==== DATASET ROWS
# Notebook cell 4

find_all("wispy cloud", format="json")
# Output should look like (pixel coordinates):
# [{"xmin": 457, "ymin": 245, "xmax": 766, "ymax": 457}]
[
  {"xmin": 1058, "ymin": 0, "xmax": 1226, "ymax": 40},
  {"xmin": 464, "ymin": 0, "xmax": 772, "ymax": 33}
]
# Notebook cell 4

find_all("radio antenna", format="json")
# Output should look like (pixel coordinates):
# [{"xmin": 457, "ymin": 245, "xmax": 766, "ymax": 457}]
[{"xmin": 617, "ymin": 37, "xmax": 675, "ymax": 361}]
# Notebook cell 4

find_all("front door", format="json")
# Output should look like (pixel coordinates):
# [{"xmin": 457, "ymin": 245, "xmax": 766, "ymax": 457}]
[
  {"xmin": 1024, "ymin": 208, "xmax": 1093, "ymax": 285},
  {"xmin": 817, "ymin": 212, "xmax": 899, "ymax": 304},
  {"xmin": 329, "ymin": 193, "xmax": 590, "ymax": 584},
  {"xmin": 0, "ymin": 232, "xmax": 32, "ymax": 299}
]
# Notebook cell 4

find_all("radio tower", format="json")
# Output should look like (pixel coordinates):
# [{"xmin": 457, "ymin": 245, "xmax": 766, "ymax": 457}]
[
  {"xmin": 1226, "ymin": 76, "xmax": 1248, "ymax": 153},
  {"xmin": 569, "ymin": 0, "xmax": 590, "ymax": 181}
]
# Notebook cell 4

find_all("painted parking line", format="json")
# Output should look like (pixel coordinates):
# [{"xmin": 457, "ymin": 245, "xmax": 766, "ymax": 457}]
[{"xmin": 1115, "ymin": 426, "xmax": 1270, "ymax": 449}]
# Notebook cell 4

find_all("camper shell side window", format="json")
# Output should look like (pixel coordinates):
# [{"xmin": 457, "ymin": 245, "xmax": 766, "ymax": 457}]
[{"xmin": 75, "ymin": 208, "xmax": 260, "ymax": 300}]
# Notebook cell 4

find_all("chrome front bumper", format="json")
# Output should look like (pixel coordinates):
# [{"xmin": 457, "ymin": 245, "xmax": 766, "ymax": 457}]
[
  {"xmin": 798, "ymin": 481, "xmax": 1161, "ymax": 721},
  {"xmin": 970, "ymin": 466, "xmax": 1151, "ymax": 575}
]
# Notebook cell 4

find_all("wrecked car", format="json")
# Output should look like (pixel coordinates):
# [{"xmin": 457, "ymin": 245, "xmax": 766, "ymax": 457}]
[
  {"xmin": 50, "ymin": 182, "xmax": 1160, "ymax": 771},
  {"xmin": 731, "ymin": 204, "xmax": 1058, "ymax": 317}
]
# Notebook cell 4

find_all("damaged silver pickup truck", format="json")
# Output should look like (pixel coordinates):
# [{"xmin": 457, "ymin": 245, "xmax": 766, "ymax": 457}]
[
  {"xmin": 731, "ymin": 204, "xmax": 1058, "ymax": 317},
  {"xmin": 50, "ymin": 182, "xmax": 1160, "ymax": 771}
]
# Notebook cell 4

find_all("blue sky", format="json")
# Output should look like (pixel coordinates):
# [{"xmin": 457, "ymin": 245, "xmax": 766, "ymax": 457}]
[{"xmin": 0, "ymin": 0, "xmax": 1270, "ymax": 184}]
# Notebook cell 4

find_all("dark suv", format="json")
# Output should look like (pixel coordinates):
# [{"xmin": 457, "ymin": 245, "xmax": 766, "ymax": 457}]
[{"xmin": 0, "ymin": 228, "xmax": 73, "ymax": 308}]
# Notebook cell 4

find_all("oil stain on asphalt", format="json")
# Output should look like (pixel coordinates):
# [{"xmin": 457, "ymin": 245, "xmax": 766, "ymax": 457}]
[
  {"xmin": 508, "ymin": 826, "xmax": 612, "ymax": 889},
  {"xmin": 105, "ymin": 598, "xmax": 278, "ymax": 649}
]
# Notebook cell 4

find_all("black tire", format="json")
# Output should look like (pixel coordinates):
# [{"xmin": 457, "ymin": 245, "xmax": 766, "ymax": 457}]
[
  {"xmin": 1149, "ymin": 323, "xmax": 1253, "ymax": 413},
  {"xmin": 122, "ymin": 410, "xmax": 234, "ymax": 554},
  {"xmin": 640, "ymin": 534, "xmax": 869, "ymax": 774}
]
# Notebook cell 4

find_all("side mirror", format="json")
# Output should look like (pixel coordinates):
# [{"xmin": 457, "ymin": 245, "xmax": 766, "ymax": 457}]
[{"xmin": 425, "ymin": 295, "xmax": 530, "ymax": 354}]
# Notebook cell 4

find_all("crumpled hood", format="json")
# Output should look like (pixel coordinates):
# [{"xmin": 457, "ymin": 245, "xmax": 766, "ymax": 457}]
========
Which lines in the material above contain the string "front"? Pick out each one and copy it.

ANSWER TO THE PROBLEM:
find_all("front door", format="json")
find_all("chrome front bumper", format="json")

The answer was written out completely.